| Problem to work on |
Reproduce the listing that follows with no differences at all.

┌─ Dataset excerpts

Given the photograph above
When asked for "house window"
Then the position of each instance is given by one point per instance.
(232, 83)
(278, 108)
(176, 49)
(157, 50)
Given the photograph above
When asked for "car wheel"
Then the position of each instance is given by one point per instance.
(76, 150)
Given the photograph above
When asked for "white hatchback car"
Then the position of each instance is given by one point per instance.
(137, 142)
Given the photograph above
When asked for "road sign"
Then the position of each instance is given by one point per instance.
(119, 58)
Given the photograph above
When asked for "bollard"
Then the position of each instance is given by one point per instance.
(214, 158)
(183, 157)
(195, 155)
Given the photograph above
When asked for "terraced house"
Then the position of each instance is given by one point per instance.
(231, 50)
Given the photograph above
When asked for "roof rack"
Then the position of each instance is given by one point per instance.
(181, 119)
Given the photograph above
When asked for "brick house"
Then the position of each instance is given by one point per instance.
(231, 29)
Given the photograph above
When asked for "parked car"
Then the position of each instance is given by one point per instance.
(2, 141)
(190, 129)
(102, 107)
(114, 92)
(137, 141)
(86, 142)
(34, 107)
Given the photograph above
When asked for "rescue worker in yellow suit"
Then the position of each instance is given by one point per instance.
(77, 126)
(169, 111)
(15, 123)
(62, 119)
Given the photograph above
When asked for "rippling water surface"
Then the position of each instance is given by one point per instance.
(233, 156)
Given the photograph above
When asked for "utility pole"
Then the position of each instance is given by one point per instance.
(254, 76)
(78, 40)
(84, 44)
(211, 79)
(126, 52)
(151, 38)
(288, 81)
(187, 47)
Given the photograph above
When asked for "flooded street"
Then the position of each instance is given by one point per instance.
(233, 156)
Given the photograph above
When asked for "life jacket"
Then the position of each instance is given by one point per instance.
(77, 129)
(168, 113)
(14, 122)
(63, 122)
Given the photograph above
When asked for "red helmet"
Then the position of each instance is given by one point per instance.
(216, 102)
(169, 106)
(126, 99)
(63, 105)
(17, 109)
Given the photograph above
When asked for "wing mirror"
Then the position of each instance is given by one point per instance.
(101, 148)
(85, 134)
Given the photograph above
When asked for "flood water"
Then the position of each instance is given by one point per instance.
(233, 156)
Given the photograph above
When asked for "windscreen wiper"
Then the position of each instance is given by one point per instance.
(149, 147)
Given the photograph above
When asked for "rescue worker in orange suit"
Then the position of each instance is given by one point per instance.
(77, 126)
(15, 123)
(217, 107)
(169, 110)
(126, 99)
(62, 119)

└─

| Solution |
Given the photograph above
When asked for "house window"
Then the position of each instance is given by one point per instance.
(232, 83)
(278, 108)
(176, 49)
(157, 50)
Given the photograph above
When asked for "car wheel"
Then the position of each instance is given by one point per instance.
(76, 150)
Given the photograph above
When asked for "white hatchback car"
Then the position of each instance is given by one point per instance.
(137, 142)
Given the photograph above
When asked for "road sign"
Then the position of each instance is given by one point per instance.
(119, 58)
Given the photograph above
When asked for "bollard"
Then the position of each instance is given by one point per instance.
(214, 158)
(183, 157)
(195, 155)
Given the photograph above
When asked for "terraced house"
Then the position of each instance is given by one point per instance.
(231, 50)
Given the photograph above
When asked for "roof rack"
Then the position of each instance is given by one point per instance.
(181, 119)
Given the photograph above
When asked for "brick house"
Then the position of each instance is given by one point per instance.
(231, 29)
Given the photograph above
When asked for "parked car"
Then the position of each instance is given by one point per instance.
(2, 141)
(190, 129)
(102, 107)
(114, 92)
(137, 141)
(86, 142)
(34, 107)
Given the photograph above
When asked for "rescue worker in yellow suit"
Then the position of each instance is given by one point per instance.
(77, 126)
(169, 111)
(15, 123)
(62, 119)
Given the photograph above
When asked for "rippling water surface"
Then the position of each instance is given by one point per instance.
(233, 156)
Given the photograph above
When asked for "utility pole"
Then the position of each instance is given by one point per instance.
(254, 76)
(78, 40)
(84, 44)
(211, 79)
(126, 52)
(151, 38)
(288, 81)
(187, 47)
Given the photograph above
When asked for "flooded street"
Then the position of each instance is given by one point per instance.
(233, 156)
Given the photograph above
When asked for "life jacket"
Then the position of each instance is given by one point per instance.
(77, 129)
(168, 113)
(14, 122)
(63, 122)
Given the photograph above
When asked for "red helmet"
Then the position of each instance is given by one point per instance.
(216, 102)
(169, 106)
(126, 99)
(63, 105)
(17, 109)
Given the photograph above
When asked for "wing mirror"
Then the position of each instance is given by one point per instance.
(101, 148)
(85, 134)
Given the photograph above
When asked for "flood water"
Then the position of each instance is given by one point per instance.
(233, 156)
Given the photograph above
When asked for "windscreen wiper"
Then the position of each instance is given by one point per instance.
(149, 147)
Given the photograph above
When asked for "rescue worker in orange suit"
Then the position of each instance is given by one point per instance.
(77, 126)
(15, 123)
(217, 107)
(169, 110)
(126, 99)
(62, 119)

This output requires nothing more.